• What you should do: Print the material below verbatim, beginning at the line that contains "the white trim with" and continuing through the last line of the material.

• Material for this task:
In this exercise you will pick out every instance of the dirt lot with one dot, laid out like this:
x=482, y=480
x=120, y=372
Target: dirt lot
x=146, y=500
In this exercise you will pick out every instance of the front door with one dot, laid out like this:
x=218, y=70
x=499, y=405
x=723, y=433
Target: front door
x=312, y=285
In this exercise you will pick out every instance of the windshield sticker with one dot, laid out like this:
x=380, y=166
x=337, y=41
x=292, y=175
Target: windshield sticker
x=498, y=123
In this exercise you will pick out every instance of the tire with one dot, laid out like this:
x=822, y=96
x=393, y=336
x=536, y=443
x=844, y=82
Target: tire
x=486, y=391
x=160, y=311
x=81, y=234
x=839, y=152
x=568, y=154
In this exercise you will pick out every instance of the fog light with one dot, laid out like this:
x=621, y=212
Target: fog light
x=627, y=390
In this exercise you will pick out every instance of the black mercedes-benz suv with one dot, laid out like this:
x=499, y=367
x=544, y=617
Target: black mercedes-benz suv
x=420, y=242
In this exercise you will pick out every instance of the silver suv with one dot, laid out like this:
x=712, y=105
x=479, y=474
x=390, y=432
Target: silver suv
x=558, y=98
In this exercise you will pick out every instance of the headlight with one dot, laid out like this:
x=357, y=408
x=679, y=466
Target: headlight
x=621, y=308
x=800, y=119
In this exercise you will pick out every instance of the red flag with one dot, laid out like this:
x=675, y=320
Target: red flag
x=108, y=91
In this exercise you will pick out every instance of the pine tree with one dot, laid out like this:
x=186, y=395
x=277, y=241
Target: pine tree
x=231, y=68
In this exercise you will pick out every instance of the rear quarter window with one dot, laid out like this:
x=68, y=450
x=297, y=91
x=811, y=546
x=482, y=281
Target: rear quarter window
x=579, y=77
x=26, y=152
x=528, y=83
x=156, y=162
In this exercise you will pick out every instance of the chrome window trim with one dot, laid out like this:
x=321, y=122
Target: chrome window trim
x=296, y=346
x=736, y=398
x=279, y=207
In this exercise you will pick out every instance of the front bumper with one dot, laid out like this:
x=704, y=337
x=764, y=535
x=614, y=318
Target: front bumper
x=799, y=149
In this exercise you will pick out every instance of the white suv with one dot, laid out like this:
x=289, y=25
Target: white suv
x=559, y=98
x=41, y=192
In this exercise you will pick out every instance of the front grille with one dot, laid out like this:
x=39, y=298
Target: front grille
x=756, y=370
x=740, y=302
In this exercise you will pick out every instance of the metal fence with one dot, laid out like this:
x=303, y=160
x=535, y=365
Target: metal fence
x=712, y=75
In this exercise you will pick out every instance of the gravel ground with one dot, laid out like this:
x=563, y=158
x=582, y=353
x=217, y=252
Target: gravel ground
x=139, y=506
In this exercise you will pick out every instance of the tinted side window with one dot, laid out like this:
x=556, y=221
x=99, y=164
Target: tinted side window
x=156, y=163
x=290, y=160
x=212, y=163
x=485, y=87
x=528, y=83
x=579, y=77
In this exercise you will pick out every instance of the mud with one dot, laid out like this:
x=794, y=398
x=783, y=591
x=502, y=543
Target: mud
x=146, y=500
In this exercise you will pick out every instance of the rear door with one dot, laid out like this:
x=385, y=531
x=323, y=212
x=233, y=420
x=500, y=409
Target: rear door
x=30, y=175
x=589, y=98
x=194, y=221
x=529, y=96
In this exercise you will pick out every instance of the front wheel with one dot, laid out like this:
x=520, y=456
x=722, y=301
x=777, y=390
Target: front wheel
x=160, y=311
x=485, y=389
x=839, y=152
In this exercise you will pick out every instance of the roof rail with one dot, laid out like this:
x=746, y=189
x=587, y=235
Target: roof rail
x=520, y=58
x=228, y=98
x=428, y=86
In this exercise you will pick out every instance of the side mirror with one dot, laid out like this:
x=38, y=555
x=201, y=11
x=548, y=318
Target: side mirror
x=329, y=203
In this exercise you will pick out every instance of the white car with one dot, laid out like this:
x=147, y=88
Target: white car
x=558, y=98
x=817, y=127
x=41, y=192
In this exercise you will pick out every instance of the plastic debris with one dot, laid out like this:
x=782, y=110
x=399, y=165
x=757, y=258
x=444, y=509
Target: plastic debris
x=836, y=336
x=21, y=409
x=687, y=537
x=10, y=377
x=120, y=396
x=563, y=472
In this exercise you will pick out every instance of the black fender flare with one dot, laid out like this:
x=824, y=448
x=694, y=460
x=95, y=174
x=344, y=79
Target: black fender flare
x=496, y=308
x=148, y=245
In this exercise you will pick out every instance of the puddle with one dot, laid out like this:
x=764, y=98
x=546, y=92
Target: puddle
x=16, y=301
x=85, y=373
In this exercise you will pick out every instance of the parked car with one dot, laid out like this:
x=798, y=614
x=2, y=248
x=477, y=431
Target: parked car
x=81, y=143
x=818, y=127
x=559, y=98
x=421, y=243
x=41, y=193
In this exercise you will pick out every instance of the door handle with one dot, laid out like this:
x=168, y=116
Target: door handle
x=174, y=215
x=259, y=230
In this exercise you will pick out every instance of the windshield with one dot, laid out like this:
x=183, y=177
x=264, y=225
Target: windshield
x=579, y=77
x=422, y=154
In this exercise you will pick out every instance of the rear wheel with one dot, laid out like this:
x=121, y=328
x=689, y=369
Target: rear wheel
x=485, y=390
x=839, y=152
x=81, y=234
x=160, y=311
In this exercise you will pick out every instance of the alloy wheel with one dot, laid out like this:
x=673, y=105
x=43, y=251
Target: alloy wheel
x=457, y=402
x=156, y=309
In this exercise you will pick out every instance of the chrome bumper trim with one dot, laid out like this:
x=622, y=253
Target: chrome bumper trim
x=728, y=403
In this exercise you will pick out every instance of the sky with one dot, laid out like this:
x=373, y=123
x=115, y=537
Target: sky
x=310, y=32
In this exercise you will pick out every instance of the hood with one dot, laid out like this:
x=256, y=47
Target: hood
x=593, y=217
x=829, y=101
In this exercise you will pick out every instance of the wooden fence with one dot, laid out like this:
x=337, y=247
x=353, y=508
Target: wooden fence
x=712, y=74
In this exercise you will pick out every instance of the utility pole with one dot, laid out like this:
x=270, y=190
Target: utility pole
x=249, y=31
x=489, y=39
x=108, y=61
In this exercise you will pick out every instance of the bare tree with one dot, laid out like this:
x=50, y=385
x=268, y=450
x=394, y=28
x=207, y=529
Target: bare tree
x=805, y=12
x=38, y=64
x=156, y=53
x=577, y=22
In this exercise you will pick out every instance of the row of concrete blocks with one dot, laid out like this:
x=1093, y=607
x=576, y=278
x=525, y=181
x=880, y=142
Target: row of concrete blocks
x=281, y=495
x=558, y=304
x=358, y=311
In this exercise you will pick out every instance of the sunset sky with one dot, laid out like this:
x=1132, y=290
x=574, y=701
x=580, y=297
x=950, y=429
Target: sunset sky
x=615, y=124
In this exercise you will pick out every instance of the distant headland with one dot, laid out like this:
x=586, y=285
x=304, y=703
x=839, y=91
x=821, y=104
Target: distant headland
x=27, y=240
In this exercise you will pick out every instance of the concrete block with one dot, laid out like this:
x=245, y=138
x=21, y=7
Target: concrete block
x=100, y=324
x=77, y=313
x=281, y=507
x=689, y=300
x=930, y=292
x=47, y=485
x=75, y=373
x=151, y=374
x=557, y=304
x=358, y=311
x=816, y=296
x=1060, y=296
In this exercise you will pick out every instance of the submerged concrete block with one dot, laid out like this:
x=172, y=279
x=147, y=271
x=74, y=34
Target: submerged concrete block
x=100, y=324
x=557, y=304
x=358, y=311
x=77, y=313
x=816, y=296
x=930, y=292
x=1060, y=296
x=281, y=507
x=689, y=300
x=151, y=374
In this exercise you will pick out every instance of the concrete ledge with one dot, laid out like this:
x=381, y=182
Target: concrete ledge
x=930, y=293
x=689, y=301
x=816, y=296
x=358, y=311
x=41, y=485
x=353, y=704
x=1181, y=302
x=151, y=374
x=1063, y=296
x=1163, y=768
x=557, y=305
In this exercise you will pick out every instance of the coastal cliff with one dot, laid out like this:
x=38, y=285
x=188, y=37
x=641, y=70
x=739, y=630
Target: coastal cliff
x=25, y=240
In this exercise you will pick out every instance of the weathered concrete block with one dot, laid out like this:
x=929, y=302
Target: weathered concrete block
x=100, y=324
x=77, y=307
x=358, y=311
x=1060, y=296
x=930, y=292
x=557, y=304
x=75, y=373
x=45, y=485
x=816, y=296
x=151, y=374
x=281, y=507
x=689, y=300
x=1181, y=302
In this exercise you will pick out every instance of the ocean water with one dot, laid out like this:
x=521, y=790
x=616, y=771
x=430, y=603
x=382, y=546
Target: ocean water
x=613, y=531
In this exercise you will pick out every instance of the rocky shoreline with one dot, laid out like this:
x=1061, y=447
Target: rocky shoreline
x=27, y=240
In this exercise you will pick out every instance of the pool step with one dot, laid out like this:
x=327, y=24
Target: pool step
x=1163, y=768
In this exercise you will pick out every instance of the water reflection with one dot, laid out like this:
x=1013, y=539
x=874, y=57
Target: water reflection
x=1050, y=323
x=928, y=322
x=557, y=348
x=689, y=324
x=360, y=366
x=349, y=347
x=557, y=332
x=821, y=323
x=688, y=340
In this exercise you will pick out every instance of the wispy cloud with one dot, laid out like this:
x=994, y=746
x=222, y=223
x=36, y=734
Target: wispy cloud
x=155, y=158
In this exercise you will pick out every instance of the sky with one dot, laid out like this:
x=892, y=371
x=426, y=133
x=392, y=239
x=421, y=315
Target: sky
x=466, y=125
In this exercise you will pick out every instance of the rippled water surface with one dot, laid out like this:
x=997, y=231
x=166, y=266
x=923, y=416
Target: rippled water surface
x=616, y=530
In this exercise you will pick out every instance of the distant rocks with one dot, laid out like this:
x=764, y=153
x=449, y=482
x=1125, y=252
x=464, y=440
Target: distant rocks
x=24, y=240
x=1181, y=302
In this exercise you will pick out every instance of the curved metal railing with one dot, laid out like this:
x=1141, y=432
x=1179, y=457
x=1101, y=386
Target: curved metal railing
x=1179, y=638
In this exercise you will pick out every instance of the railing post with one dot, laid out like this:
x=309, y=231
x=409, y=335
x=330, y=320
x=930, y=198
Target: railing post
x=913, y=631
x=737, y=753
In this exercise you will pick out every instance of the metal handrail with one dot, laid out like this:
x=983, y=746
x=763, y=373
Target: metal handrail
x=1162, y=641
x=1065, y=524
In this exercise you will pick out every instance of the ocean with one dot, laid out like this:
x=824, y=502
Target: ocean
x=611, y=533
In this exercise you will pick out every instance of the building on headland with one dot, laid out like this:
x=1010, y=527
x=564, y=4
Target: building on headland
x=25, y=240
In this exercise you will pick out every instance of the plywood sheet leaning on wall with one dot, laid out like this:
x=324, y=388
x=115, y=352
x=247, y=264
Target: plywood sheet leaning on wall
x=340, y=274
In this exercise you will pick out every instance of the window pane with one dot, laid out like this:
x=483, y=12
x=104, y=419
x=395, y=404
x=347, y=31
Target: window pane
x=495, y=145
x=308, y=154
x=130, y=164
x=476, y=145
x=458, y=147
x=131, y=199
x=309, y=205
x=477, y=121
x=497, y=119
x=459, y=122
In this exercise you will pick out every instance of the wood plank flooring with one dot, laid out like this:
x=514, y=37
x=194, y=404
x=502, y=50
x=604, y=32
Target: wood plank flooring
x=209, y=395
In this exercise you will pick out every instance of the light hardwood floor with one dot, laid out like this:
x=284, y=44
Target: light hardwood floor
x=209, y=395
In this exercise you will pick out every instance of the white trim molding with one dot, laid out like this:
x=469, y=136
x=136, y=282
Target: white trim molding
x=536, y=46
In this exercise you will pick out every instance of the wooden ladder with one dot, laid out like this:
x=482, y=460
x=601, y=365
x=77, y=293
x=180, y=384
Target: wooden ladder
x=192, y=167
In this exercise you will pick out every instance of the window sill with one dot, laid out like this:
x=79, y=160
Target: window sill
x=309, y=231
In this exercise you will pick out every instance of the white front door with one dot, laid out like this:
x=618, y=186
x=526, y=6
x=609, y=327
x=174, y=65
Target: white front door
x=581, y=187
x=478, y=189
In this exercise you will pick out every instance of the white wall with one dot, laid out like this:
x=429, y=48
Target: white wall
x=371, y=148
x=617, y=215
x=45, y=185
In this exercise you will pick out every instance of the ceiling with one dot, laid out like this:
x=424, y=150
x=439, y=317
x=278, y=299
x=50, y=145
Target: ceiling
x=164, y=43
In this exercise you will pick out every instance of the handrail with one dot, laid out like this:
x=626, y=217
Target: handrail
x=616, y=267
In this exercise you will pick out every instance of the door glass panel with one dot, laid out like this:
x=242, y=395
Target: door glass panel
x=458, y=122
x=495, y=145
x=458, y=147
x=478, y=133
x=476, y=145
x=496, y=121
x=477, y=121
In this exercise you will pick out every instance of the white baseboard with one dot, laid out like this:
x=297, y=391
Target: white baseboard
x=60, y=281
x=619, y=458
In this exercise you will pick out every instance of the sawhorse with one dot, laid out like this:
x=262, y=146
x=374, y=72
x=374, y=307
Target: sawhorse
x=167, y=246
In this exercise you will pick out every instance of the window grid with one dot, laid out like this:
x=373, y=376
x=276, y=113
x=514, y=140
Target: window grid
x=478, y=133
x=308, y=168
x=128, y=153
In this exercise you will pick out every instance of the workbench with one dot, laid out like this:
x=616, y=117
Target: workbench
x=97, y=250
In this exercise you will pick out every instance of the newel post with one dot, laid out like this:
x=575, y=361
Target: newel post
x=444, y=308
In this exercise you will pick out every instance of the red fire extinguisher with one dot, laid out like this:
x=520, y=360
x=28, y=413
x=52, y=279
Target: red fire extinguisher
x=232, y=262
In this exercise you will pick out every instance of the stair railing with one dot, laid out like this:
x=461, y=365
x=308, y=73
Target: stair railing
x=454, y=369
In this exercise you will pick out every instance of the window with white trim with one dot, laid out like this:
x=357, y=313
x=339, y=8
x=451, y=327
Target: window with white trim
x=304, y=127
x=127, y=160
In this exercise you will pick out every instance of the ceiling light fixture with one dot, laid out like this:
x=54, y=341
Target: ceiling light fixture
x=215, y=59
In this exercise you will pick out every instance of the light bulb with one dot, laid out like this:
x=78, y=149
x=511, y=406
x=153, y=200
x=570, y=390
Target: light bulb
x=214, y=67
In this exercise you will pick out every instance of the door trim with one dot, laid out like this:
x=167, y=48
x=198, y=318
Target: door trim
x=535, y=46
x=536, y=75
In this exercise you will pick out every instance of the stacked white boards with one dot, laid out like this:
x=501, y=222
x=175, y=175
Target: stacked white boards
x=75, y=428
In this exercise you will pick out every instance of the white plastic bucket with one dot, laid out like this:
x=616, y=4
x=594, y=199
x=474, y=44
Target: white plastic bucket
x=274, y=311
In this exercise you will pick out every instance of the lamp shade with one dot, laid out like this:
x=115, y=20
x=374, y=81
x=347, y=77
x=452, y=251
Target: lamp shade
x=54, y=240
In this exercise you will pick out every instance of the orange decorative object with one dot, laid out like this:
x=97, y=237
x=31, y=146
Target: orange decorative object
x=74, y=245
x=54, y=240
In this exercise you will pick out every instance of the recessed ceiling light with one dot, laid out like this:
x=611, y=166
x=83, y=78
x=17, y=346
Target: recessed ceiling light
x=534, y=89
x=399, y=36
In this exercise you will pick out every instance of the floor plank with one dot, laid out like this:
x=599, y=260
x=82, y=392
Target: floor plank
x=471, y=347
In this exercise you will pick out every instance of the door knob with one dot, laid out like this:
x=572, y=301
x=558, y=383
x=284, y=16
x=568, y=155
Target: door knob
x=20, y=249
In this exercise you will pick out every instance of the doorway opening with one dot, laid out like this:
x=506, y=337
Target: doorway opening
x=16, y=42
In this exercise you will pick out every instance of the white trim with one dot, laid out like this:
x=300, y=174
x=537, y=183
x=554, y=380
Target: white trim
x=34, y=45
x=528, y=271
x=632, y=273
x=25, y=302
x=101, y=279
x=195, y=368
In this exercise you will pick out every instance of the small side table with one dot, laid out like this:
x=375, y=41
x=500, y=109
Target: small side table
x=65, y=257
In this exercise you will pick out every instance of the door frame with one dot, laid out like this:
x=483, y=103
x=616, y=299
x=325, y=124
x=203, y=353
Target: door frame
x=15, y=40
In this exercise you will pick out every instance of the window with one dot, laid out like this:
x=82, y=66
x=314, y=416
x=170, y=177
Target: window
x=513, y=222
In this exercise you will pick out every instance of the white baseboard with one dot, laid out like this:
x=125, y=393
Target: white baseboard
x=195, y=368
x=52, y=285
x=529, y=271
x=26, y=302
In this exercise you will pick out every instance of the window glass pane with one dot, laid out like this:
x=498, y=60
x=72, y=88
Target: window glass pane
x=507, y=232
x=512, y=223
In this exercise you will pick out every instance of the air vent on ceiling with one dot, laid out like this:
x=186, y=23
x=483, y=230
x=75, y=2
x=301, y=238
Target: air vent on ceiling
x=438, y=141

• Solution for this task:
In this exercise you will pick out every instance of the white trim with one dot, laid out like this:
x=300, y=174
x=537, y=183
x=554, y=380
Target: white trim
x=34, y=45
x=528, y=271
x=632, y=273
x=25, y=302
x=101, y=279
x=195, y=368
In this exercise you will pick out every instance of the small side table with one dot, laid out like this:
x=375, y=41
x=500, y=109
Target: small side table
x=65, y=257
In this exercise you will pick out every instance of the door frame with one dot, laid out like this:
x=483, y=103
x=616, y=299
x=325, y=124
x=203, y=353
Target: door frame
x=15, y=40
In this exercise you will pick out every instance of the window with one dot, laid out like this:
x=82, y=66
x=314, y=416
x=170, y=177
Target: window
x=513, y=222
In this exercise you will pick out every instance of the white baseboard with one dot, laid out like this:
x=125, y=393
Target: white baseboard
x=195, y=368
x=52, y=285
x=529, y=271
x=26, y=302
In this exercise you will pick out every instance of the window glass pane with one dot, laid out like this:
x=498, y=60
x=72, y=88
Target: window glass pane
x=507, y=232
x=512, y=223
In this exercise you will pick out every instance of the air vent on ceiling with one dot, laid out like this:
x=186, y=23
x=483, y=230
x=75, y=2
x=301, y=238
Target: air vent on ceiling
x=438, y=141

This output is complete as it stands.